Aim of the exercise:
All lines from the one with "Each instance of the yellow" to the end of the listing below are to be transcribed exactly; both end lines are included, and no other lines are.

Records to use:
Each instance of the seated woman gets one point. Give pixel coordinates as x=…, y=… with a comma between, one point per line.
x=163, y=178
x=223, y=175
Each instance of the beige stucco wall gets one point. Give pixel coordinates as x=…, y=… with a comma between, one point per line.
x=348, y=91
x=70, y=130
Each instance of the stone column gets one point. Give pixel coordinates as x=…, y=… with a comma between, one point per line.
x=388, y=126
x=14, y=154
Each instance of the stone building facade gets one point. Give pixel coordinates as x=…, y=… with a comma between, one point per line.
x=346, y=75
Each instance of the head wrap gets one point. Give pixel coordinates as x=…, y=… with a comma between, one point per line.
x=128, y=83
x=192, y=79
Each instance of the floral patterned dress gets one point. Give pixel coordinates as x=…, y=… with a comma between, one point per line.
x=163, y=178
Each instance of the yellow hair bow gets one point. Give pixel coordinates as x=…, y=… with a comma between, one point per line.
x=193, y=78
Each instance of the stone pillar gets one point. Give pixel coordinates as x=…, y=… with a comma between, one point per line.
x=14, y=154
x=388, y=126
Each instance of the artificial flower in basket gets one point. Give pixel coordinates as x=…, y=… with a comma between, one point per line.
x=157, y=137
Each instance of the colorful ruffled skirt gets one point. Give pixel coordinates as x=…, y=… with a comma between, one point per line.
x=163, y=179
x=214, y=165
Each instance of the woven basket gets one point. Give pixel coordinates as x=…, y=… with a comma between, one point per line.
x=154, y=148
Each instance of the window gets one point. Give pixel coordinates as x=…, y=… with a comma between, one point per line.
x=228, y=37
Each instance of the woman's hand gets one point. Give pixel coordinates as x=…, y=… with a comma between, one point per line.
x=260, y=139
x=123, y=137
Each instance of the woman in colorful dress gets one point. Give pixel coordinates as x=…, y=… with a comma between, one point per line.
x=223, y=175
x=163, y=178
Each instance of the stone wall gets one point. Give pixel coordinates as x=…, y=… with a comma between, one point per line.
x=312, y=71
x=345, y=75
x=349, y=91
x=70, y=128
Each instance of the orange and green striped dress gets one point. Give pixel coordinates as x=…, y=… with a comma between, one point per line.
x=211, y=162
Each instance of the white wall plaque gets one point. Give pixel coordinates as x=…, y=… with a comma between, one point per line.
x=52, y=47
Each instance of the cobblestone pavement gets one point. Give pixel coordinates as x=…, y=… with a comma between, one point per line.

Exercise result:
Each instance of the yellow hair bow gets one point. Give pixel coordinates as x=…, y=… with a comma between, one point per line.
x=193, y=78
Each instance of the stone pillar gets one point. Give pixel coordinates as x=…, y=… with a comma between, one point per line.
x=14, y=154
x=388, y=126
Each instance of the artificial flower in basket gets one point. Give pixel coordinates as x=…, y=… with a comma between, one point per line.
x=157, y=137
Each instance of the colorful ruffled skirt gets one point. Give pixel coordinates as x=…, y=… with a comma between, one point per line.
x=163, y=179
x=214, y=165
Each instance of the woven basket gets one point. Give pixel coordinates as x=…, y=… with a comma between, one point per line.
x=154, y=148
Each instance of the window gets one point. Give pixel coordinates as x=…, y=… with a comma between, one point per line.
x=228, y=37
Each instance of the woman's hand gets one point. Give pixel coordinates as x=…, y=… with a comma between, one point per line.
x=260, y=139
x=123, y=137
Each instance of the woman in colorful dress gets one point. Give pixel coordinates as x=…, y=… with a comma between, one point per line.
x=223, y=175
x=163, y=178
Each instance of the stone wall gets one point. Give pixel coordinates as x=…, y=… with a comma between, one point per line.
x=312, y=71
x=345, y=75
x=349, y=91
x=70, y=128
Each instance of the orange and green striped dress gets one point. Give pixel coordinates as x=…, y=… with a comma between, one point per line.
x=211, y=162
Each instance of the white wall plaque gets one point. Give pixel coordinates as x=…, y=… with a comma between, one point per line.
x=52, y=47
Each instance of the cobblestone pavement gets one point. Give pixel coordinates as x=…, y=… with a comma between, one point per line.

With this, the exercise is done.